--- What the task asks ---
Recast the lines of the records below, from the line with "Note to the class: find each instance of the white flower" through the end of the records, as a JSON list of strings with one string per line, skipping any blank lines.

★ ★ ★

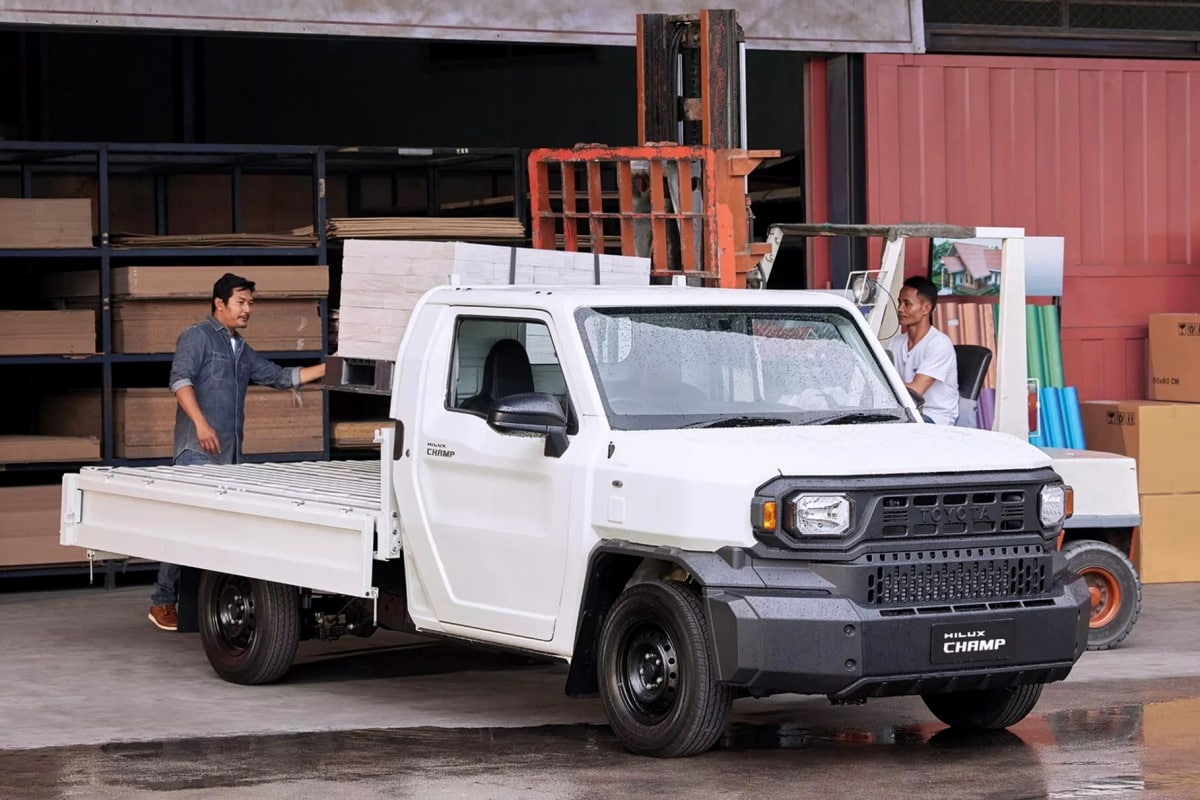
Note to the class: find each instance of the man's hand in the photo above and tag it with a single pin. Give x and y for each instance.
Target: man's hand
(921, 384)
(208, 438)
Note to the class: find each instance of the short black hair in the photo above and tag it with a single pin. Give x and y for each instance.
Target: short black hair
(924, 288)
(227, 284)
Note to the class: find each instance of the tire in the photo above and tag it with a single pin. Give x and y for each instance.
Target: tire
(1114, 585)
(250, 629)
(988, 709)
(657, 674)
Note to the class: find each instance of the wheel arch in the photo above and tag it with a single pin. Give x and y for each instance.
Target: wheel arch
(613, 566)
(1120, 537)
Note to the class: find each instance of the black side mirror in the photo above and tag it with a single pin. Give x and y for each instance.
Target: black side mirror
(532, 414)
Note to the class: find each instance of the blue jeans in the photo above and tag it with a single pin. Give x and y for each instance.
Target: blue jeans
(166, 588)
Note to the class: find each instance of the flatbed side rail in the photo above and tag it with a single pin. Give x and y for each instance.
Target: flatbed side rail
(304, 542)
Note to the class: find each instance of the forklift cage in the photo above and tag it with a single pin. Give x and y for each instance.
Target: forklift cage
(685, 208)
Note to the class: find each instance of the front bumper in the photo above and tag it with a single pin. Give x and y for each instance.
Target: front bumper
(777, 641)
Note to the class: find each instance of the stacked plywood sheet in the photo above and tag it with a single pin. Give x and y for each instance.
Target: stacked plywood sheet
(29, 527)
(48, 332)
(46, 223)
(471, 228)
(144, 420)
(382, 282)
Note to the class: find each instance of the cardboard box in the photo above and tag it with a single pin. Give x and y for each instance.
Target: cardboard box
(46, 223)
(48, 332)
(144, 420)
(155, 325)
(1174, 358)
(1161, 435)
(48, 449)
(29, 528)
(1169, 549)
(181, 282)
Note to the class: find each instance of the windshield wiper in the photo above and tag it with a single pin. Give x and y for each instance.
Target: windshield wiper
(739, 422)
(856, 417)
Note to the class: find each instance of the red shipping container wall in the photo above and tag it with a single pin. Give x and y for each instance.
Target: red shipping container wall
(1103, 152)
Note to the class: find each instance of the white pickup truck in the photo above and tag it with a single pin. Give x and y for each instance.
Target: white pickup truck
(688, 494)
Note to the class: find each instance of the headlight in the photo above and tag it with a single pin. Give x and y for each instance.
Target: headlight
(821, 515)
(1053, 505)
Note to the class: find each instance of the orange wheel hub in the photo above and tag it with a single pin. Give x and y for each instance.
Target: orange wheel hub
(1105, 591)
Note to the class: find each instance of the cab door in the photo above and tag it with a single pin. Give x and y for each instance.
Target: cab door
(496, 507)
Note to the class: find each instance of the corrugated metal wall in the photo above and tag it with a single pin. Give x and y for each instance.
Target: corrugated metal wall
(1104, 152)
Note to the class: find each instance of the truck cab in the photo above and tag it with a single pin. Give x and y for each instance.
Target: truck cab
(606, 474)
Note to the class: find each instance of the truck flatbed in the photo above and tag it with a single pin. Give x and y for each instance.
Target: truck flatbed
(274, 521)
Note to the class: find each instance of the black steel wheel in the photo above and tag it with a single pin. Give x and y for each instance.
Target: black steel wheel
(1114, 587)
(250, 629)
(657, 674)
(989, 709)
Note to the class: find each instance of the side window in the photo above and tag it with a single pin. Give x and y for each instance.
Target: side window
(496, 358)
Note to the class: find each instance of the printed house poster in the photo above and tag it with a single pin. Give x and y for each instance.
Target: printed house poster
(971, 266)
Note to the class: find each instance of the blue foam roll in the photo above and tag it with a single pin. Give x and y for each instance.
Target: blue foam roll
(1051, 402)
(1075, 439)
(1042, 437)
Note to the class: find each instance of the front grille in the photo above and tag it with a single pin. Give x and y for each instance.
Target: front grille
(965, 575)
(953, 513)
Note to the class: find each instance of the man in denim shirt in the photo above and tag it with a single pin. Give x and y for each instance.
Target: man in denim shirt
(210, 373)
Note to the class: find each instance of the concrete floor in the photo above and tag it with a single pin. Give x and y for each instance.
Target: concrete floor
(97, 703)
(85, 666)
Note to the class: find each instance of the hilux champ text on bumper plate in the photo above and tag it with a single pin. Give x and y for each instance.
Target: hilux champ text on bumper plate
(959, 642)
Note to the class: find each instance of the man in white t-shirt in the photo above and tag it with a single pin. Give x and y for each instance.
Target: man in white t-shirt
(924, 355)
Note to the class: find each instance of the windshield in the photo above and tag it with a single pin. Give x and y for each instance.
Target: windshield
(723, 367)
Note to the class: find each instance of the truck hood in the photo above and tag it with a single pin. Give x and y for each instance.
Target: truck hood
(691, 489)
(889, 449)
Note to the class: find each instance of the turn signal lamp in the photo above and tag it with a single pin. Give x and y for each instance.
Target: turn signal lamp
(765, 515)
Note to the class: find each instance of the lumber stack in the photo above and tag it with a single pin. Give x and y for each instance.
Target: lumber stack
(48, 332)
(48, 449)
(46, 223)
(357, 434)
(299, 238)
(382, 282)
(153, 305)
(144, 420)
(467, 228)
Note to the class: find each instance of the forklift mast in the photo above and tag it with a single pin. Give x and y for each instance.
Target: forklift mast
(679, 196)
(689, 79)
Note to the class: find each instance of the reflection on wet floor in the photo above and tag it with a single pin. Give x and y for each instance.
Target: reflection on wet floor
(1128, 751)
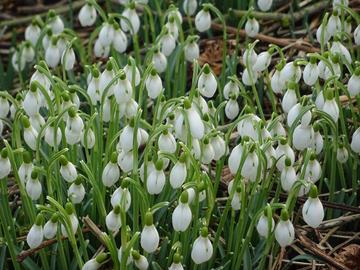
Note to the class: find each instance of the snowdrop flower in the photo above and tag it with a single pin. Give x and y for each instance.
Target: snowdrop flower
(30, 134)
(282, 151)
(252, 27)
(288, 176)
(355, 142)
(284, 231)
(156, 179)
(35, 235)
(196, 125)
(203, 20)
(202, 249)
(191, 49)
(67, 170)
(140, 261)
(290, 99)
(181, 217)
(32, 33)
(354, 83)
(207, 82)
(76, 191)
(313, 211)
(311, 72)
(25, 168)
(52, 53)
(69, 208)
(50, 227)
(94, 264)
(113, 219)
(178, 173)
(87, 15)
(264, 5)
(149, 239)
(122, 196)
(153, 84)
(189, 7)
(263, 224)
(330, 106)
(133, 18)
(68, 59)
(33, 186)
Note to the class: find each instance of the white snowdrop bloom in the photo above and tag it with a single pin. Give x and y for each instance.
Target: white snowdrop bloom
(133, 18)
(178, 173)
(166, 142)
(167, 44)
(52, 54)
(87, 15)
(153, 84)
(140, 260)
(330, 106)
(338, 48)
(189, 7)
(32, 33)
(342, 154)
(181, 217)
(354, 83)
(113, 219)
(282, 151)
(69, 208)
(192, 50)
(156, 179)
(313, 210)
(357, 35)
(25, 168)
(15, 61)
(67, 170)
(262, 226)
(334, 23)
(251, 164)
(202, 249)
(252, 27)
(264, 5)
(33, 186)
(76, 191)
(100, 50)
(277, 83)
(120, 40)
(263, 61)
(50, 136)
(106, 34)
(291, 72)
(111, 172)
(203, 20)
(313, 169)
(50, 227)
(30, 134)
(355, 141)
(289, 99)
(236, 200)
(68, 59)
(284, 231)
(149, 239)
(235, 158)
(249, 77)
(311, 72)
(35, 235)
(288, 176)
(207, 82)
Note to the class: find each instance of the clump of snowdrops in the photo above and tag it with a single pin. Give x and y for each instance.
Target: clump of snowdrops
(125, 141)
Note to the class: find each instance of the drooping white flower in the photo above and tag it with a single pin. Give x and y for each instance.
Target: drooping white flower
(35, 236)
(202, 249)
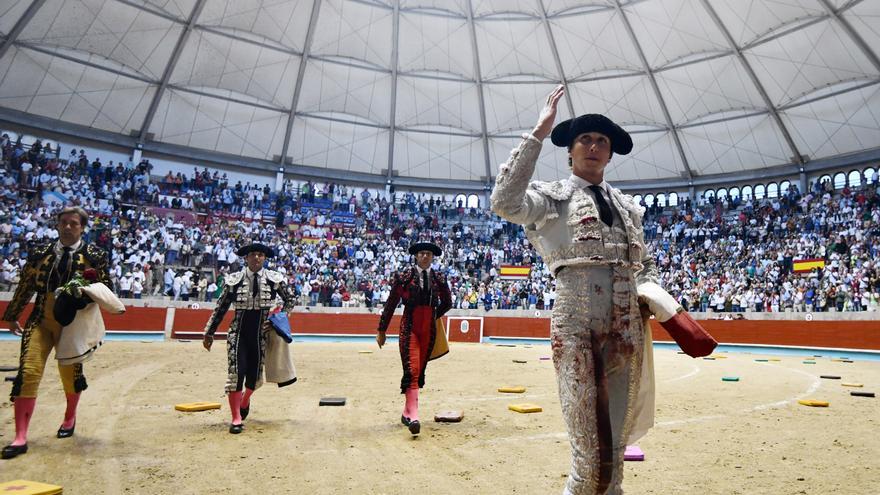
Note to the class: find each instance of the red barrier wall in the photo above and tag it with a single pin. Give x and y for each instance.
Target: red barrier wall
(134, 318)
(841, 334)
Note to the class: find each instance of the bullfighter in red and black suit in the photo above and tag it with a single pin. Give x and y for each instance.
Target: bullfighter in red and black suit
(426, 297)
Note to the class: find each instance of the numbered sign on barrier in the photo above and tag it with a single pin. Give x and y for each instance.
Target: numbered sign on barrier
(464, 328)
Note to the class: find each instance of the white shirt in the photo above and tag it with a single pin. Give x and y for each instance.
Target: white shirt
(421, 276)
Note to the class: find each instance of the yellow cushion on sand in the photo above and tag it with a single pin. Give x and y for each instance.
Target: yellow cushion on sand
(24, 487)
(197, 406)
(525, 408)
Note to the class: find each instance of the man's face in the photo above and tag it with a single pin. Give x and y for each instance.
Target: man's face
(424, 259)
(255, 260)
(590, 152)
(70, 228)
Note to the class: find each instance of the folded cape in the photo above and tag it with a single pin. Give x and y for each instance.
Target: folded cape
(281, 324)
(690, 336)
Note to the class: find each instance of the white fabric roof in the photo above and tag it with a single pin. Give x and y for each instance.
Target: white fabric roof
(442, 89)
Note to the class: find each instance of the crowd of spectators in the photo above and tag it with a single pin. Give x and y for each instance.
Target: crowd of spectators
(175, 236)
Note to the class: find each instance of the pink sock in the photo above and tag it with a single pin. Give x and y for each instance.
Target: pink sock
(235, 407)
(246, 398)
(24, 409)
(70, 412)
(411, 410)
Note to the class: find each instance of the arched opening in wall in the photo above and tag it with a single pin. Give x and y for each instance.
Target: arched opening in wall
(855, 178)
(760, 191)
(784, 186)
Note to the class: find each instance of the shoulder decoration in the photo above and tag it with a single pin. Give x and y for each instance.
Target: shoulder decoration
(40, 251)
(559, 190)
(274, 277)
(234, 278)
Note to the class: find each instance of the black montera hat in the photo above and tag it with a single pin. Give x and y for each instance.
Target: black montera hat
(425, 246)
(262, 248)
(565, 132)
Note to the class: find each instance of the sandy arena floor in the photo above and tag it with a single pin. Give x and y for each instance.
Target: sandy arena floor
(711, 437)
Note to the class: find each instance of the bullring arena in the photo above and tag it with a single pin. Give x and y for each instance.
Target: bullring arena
(710, 436)
(493, 163)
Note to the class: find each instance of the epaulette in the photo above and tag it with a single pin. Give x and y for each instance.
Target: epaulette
(234, 278)
(95, 254)
(274, 277)
(559, 190)
(40, 251)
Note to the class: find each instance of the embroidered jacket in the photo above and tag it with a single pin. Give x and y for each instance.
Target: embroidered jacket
(562, 221)
(37, 278)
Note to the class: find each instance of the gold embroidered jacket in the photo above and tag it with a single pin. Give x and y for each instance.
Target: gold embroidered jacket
(36, 278)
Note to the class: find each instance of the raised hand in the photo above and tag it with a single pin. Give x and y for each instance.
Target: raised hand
(548, 113)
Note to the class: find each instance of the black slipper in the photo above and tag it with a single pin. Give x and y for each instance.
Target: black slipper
(11, 451)
(65, 432)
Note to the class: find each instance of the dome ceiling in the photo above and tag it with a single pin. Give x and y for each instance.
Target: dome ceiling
(442, 89)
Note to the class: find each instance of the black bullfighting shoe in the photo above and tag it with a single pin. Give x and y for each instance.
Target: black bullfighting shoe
(66, 432)
(11, 451)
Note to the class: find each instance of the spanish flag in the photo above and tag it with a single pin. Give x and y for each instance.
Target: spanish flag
(806, 265)
(515, 272)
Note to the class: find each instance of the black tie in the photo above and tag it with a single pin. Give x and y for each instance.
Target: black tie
(64, 266)
(604, 210)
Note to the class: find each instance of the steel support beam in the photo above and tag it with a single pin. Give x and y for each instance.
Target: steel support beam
(478, 76)
(392, 112)
(774, 112)
(169, 69)
(556, 58)
(19, 26)
(650, 73)
(858, 40)
(297, 90)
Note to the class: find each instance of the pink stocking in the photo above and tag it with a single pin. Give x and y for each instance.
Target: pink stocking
(411, 410)
(246, 399)
(70, 412)
(24, 409)
(235, 407)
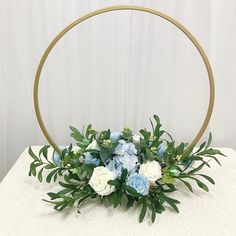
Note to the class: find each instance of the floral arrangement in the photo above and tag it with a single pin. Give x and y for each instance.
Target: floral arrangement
(123, 168)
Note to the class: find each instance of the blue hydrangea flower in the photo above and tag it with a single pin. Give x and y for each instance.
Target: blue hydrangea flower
(115, 136)
(89, 159)
(115, 166)
(56, 158)
(124, 147)
(139, 183)
(119, 163)
(161, 150)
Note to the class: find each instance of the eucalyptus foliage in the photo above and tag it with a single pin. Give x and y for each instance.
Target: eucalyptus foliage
(176, 166)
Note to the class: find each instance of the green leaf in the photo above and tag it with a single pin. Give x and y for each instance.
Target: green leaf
(31, 153)
(196, 169)
(75, 134)
(124, 175)
(49, 177)
(187, 185)
(201, 147)
(143, 211)
(215, 160)
(88, 131)
(131, 190)
(69, 186)
(202, 185)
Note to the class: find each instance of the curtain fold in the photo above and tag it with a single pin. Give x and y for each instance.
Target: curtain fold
(114, 70)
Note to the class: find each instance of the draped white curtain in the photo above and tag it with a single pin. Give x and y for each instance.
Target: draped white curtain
(114, 70)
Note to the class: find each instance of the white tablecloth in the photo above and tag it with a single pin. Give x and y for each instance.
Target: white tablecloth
(23, 213)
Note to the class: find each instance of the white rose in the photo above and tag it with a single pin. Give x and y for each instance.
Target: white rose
(98, 181)
(94, 146)
(151, 170)
(136, 138)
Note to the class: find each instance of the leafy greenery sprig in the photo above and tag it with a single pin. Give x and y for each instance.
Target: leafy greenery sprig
(74, 173)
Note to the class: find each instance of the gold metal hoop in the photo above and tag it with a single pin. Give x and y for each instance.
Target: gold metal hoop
(115, 8)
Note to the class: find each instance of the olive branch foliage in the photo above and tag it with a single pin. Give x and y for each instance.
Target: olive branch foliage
(75, 174)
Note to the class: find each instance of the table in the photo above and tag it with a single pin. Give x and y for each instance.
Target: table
(23, 213)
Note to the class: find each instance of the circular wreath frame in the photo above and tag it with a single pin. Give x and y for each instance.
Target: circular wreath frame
(116, 8)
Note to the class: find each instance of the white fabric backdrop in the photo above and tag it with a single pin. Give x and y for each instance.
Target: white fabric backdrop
(114, 70)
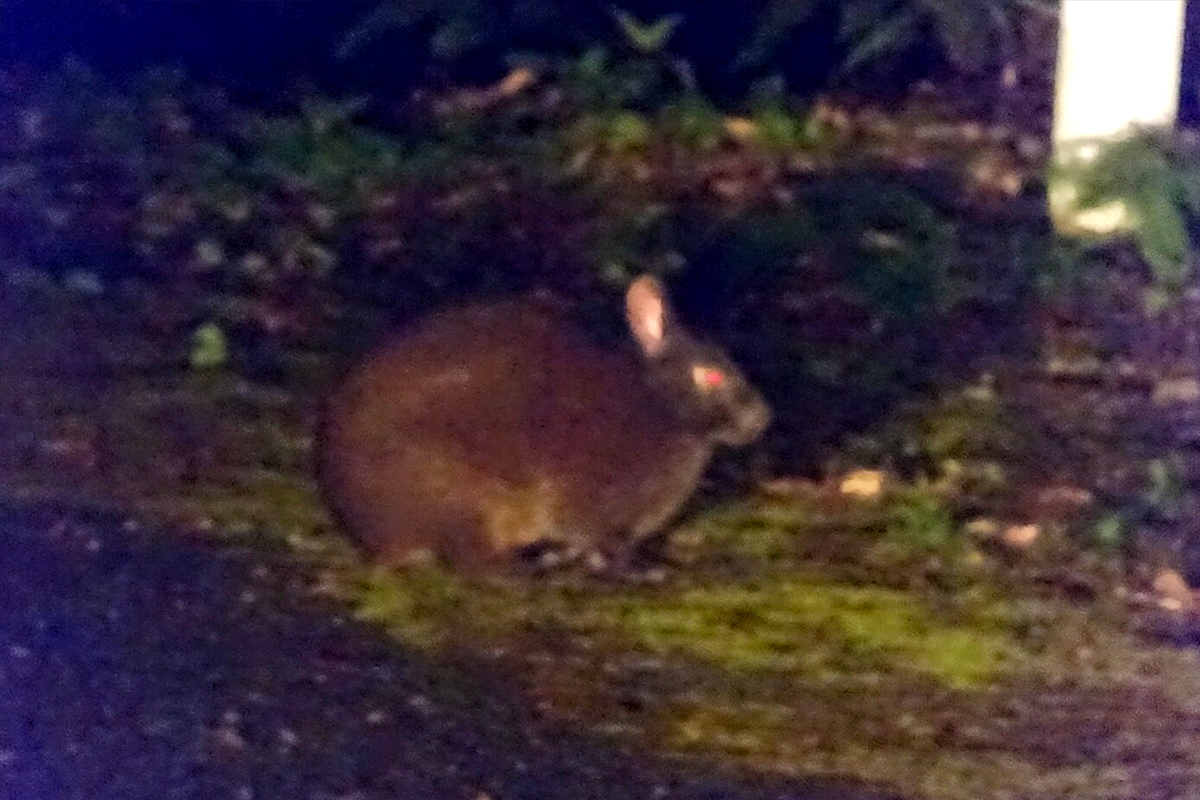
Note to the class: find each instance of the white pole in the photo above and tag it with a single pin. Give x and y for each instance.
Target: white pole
(1119, 66)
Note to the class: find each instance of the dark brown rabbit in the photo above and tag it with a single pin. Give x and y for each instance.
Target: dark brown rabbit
(491, 428)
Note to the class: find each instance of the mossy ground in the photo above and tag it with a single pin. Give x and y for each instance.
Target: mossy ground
(803, 633)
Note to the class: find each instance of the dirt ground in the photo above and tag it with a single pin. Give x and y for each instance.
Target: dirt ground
(225, 647)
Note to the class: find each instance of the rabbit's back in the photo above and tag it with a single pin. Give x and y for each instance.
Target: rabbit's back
(493, 426)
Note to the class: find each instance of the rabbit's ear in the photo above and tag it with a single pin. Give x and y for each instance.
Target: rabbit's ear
(646, 308)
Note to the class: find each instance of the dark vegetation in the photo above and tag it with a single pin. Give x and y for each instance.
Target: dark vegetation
(863, 224)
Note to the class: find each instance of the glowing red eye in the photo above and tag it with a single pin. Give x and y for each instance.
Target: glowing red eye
(708, 378)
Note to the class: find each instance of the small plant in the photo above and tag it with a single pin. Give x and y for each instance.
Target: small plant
(1156, 175)
(919, 518)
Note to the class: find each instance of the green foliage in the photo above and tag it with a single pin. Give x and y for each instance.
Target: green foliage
(919, 518)
(209, 348)
(1156, 175)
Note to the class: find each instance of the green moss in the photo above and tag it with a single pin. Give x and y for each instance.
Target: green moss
(814, 627)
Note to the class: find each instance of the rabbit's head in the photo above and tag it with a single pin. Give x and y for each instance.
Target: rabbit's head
(711, 395)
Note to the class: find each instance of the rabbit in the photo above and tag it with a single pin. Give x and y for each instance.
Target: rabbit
(489, 429)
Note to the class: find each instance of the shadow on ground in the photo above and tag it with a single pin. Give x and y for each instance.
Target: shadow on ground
(159, 667)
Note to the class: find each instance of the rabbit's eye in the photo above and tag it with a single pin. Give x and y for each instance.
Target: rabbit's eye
(707, 377)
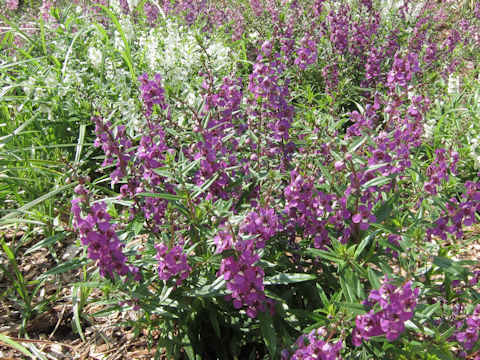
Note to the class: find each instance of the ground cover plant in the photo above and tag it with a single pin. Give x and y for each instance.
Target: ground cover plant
(243, 179)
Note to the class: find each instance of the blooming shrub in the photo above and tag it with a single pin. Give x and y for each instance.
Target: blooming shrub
(257, 168)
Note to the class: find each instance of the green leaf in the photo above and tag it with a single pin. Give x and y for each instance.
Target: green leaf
(15, 345)
(328, 255)
(376, 182)
(213, 289)
(46, 242)
(268, 332)
(287, 278)
(164, 195)
(64, 267)
(383, 212)
(76, 312)
(449, 265)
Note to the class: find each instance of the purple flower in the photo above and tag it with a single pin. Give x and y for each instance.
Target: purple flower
(172, 263)
(397, 305)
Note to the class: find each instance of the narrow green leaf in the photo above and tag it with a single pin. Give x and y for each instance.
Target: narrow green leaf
(64, 267)
(46, 242)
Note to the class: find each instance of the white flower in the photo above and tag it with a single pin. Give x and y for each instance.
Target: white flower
(132, 4)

★ ★ ★

--- Right answer ---
[
  "Note to the class: find each instance of the white flower in the photo above and tag it with a single pin. Give x and y for each instance.",
  "Target: white flower",
  "(132, 4)"
]